Data listing: Begin

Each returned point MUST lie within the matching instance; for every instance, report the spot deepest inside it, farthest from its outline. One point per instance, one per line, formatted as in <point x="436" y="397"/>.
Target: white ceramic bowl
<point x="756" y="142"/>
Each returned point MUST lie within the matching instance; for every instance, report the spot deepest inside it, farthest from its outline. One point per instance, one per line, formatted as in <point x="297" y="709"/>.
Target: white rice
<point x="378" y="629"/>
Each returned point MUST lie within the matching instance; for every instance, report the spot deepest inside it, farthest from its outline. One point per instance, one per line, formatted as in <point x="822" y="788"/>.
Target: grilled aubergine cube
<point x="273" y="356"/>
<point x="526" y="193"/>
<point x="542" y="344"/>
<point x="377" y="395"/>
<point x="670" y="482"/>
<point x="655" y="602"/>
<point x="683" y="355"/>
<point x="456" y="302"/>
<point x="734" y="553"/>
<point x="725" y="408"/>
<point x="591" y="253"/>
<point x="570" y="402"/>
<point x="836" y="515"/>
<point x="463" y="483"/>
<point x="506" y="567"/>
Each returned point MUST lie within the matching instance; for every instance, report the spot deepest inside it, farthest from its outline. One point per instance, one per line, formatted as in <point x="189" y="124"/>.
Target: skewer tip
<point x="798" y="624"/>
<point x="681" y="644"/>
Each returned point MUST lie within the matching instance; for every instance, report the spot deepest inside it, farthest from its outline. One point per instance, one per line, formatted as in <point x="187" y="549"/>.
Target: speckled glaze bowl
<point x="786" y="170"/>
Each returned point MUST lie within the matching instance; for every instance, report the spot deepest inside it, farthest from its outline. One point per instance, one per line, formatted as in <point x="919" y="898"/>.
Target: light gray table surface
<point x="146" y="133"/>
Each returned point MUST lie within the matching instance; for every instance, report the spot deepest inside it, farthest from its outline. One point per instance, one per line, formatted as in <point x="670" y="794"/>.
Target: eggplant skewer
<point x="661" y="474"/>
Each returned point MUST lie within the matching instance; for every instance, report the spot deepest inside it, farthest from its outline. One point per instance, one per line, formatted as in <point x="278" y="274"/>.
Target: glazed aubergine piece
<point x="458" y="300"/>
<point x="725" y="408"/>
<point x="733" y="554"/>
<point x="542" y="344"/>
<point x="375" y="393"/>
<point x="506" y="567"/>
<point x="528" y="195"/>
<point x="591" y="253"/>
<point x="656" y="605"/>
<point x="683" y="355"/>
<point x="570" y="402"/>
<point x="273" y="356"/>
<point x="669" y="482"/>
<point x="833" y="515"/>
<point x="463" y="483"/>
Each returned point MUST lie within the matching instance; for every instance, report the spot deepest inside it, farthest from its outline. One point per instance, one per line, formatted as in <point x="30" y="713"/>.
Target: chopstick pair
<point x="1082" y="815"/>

Data listing: End

(Task brief): Restate the data word for word.

(Exercise result):
Each returned point MUST lie within the matching instance; for every instance, report the spot deepest inside it, farthest from its outline. One point per instance, one per line, formatted as in <point x="436" y="397"/>.
Target: white ceramic bowl
<point x="756" y="142"/>
Each returned point MUST lie within the matching instance; for every instance, report the spot deepest inside it, farthest from its outline. One point per instance, one per line, formatted as in <point x="297" y="709"/>.
Target: white rice
<point x="378" y="629"/>
Each returned point MUST lie within the matching instance; for every instance, report the spot deepest inside it, farthest from its outline. One point per instance, one per line, formatted as in <point x="822" y="788"/>.
Target: grilled aubergine cube
<point x="273" y="356"/>
<point x="526" y="193"/>
<point x="542" y="344"/>
<point x="377" y="395"/>
<point x="670" y="482"/>
<point x="655" y="602"/>
<point x="683" y="355"/>
<point x="456" y="302"/>
<point x="734" y="553"/>
<point x="725" y="408"/>
<point x="591" y="253"/>
<point x="570" y="402"/>
<point x="836" y="515"/>
<point x="463" y="483"/>
<point x="506" y="567"/>
Each returned point MUST lie within the matching instance; for every instance, report the spot deepest inside it, farthest from its outline. One point per instance, one per line, formatted as in <point x="189" y="124"/>.
Target: skewer tip
<point x="798" y="624"/>
<point x="681" y="644"/>
Each returned point MUST lie within the matching instance; for every instance, report the spot deepest inside it, farthest from its outline. One point per instance, one per line, formatted as in <point x="187" y="549"/>.
Target: speckled glaze bowl
<point x="786" y="170"/>
Each returned point MUST lie within the matching instance; for every instance, report the spot deepest inside it, farthest from its outline. One point per instance, one per line, formatted as in <point x="919" y="898"/>.
Target: light gray table surface
<point x="146" y="133"/>
Each returned point MUST lie within the matching instance; for every instance, report the spot deepest inside it, farthest from its outline. One point per instance, one per line, formatted as in <point x="670" y="794"/>.
Target: eggplant skewer
<point x="661" y="474"/>
Each returned point MUST lie within the matching instance; for every instance, report the spot deepest inside it, farthest from its outline. One point per instance, one per line, formatted as in <point x="278" y="274"/>.
Target: glazed aubergine piece
<point x="458" y="300"/>
<point x="725" y="408"/>
<point x="733" y="554"/>
<point x="542" y="344"/>
<point x="375" y="393"/>
<point x="506" y="567"/>
<point x="528" y="195"/>
<point x="591" y="253"/>
<point x="656" y="605"/>
<point x="683" y="355"/>
<point x="570" y="402"/>
<point x="273" y="356"/>
<point x="669" y="482"/>
<point x="833" y="515"/>
<point x="463" y="483"/>
Each returned point MUST lie within the matching instance; for every instance, report the spot deepest inside it, farthest from its outline. One point per instance, one per line, formatted as in <point x="30" y="713"/>.
Target: chopstick pair
<point x="1082" y="815"/>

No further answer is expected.